(The data)

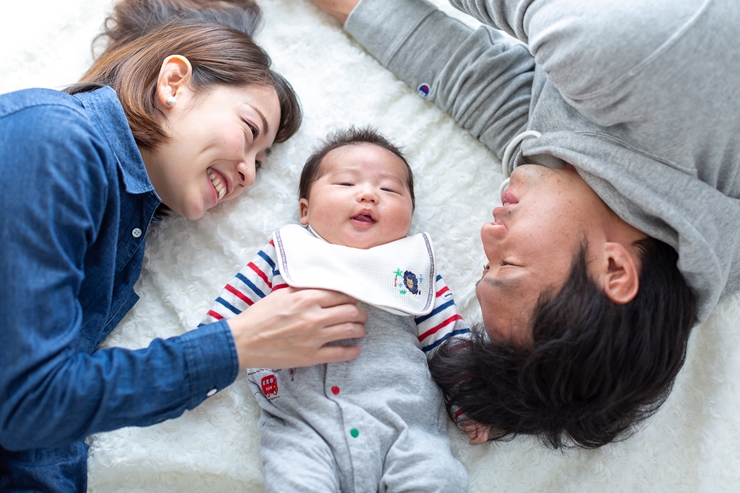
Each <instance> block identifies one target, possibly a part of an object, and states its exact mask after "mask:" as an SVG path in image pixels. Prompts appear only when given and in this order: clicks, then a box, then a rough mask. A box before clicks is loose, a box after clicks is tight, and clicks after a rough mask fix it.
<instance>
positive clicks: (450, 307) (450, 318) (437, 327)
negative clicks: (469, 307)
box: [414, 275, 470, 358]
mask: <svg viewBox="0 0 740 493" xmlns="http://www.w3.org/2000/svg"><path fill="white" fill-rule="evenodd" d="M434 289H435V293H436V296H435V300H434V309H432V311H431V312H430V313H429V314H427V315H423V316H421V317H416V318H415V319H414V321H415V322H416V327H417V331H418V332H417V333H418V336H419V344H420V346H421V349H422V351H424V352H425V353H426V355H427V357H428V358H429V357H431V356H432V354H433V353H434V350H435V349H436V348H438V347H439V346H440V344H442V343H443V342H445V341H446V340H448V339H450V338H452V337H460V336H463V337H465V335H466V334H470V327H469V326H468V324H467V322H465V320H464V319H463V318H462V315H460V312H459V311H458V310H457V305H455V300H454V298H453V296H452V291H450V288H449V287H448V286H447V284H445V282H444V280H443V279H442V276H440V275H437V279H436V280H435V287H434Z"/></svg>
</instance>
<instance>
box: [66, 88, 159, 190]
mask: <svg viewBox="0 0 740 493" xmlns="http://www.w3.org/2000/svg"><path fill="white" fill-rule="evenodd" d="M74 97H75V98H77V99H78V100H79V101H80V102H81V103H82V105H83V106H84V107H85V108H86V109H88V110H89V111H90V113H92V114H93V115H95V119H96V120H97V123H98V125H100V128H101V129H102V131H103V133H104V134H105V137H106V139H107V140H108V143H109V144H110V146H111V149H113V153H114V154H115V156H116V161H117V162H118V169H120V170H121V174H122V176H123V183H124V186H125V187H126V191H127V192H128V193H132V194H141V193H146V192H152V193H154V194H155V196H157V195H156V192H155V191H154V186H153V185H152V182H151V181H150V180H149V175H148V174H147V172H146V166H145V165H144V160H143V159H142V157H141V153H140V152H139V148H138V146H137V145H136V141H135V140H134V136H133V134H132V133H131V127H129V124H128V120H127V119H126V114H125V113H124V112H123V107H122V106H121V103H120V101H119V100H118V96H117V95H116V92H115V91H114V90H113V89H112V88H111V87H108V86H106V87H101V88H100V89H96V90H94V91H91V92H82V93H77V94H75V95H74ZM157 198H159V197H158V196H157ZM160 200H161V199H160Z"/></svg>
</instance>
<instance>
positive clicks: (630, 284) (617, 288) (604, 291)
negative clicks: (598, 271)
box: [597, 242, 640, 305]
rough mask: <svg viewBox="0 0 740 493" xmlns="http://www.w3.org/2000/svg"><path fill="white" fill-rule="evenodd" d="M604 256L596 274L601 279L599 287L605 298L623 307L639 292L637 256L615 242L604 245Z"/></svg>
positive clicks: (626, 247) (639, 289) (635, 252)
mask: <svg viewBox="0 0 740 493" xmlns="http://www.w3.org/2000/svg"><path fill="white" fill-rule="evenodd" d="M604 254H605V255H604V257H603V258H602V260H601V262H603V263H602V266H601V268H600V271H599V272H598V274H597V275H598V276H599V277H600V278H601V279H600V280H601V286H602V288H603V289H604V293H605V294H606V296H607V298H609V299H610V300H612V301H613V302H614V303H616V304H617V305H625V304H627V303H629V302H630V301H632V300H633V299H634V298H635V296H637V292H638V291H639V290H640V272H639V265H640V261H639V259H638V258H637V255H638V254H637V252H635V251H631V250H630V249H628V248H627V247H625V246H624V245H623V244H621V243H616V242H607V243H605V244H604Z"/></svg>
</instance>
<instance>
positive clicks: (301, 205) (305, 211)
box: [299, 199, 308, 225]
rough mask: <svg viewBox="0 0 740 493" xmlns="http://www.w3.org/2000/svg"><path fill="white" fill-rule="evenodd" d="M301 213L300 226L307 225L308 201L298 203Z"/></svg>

(End The data)

▸ **Your goal**
In the copy, no pictures should appear; the records themselves must be repeated exactly.

▸ **Your solution**
Each <instance> block identifies one target, possibly a part of an object, and states its exact mask after "mask:" as an SVG path in image pixels. Prompts appear only when given and in this order: clicks, then a box, then a rough mask. A box before clicks is loose, a box after clicks is tight, and clicks after a rough mask fix it.
<instance>
positive clicks: (450, 307) (450, 318) (437, 327)
negative clicks: (469, 307)
box: [414, 275, 470, 358]
mask: <svg viewBox="0 0 740 493" xmlns="http://www.w3.org/2000/svg"><path fill="white" fill-rule="evenodd" d="M434 289H435V293H436V296H435V300H434V309H432V311H431V312H430V313H429V314H427V315H423V316H421V317H416V318H415V319H414V321H415V322H416V327H417V331H418V332H417V333H418V336H419V344H420V346H421V349H422V351H424V352H425V353H426V355H427V357H428V358H429V357H431V356H432V354H433V353H434V350H435V349H436V348H438V347H439V346H440V344H442V343H443V342H445V341H446V340H448V339H450V338H452V337H460V336H463V337H465V335H466V334H470V327H469V326H468V324H467V322H465V320H464V319H463V318H462V315H460V312H459V311H458V310H457V305H455V300H454V298H453V296H452V291H450V288H449V287H448V286H447V284H445V282H444V280H443V279H442V276H440V275H437V279H436V280H435V287H434Z"/></svg>
</instance>
<instance>
box: [66, 88, 159, 190]
mask: <svg viewBox="0 0 740 493" xmlns="http://www.w3.org/2000/svg"><path fill="white" fill-rule="evenodd" d="M74 97H75V98H77V99H78V100H79V101H80V102H81V103H82V105H83V106H84V107H85V108H86V109H88V110H89V111H90V113H92V114H93V115H95V119H96V120H97V123H98V125H100V128H101V129H102V131H103V133H104V134H105V137H106V139H107V140H108V143H109V144H110V146H111V149H113V153H114V154H115V156H116V161H117V162H118V169H120V170H121V174H122V176H123V183H124V186H125V187H126V191H127V192H128V193H132V194H141V193H146V192H152V193H154V194H155V196H157V195H156V192H155V191H154V186H153V185H152V182H151V181H150V180H149V175H148V174H147V172H146V166H145V165H144V160H143V159H142V157H141V153H140V152H139V148H138V146H137V145H136V141H135V140H134V136H133V134H132V133H131V127H129V124H128V120H127V119H126V114H125V113H124V112H123V107H122V106H121V103H120V101H119V100H118V96H117V95H116V92H115V91H114V90H113V89H112V88H111V87H108V86H106V87H101V88H100V89H96V90H94V91H91V92H82V93H77V94H75V95H74ZM157 198H159V197H158V196H157ZM160 200H161V199H160Z"/></svg>
</instance>
<instance>
positive clicks: (630, 284) (617, 288) (604, 291)
negative clicks: (598, 271)
box: [597, 242, 640, 305]
rough mask: <svg viewBox="0 0 740 493" xmlns="http://www.w3.org/2000/svg"><path fill="white" fill-rule="evenodd" d="M604 256L596 274L601 279L599 287L605 298L623 307L639 292L637 256L615 242L604 245Z"/></svg>
positive clicks: (626, 247) (639, 289) (635, 252)
mask: <svg viewBox="0 0 740 493" xmlns="http://www.w3.org/2000/svg"><path fill="white" fill-rule="evenodd" d="M604 254H605V255H604V257H603V258H602V260H601V262H603V263H602V266H601V268H600V271H599V272H598V274H597V275H598V276H599V277H600V278H601V279H600V280H601V286H602V288H603V289H604V293H605V294H606V296H607V298H609V299H610V300H612V301H613V302H614V303H616V304H617V305H625V304H627V303H629V302H630V301H632V300H633V299H634V298H635V296H637V292H638V291H639V290H640V272H639V265H640V261H639V259H638V258H637V255H638V254H637V252H635V251H631V250H630V249H628V248H627V247H625V246H624V245H623V244H621V243H616V242H607V243H605V244H604Z"/></svg>
</instance>
<instance>
positive clicks: (301, 205) (305, 211)
box: [299, 199, 308, 225]
rough mask: <svg viewBox="0 0 740 493" xmlns="http://www.w3.org/2000/svg"><path fill="white" fill-rule="evenodd" d="M301 213L300 226L307 225L308 201L298 203Z"/></svg>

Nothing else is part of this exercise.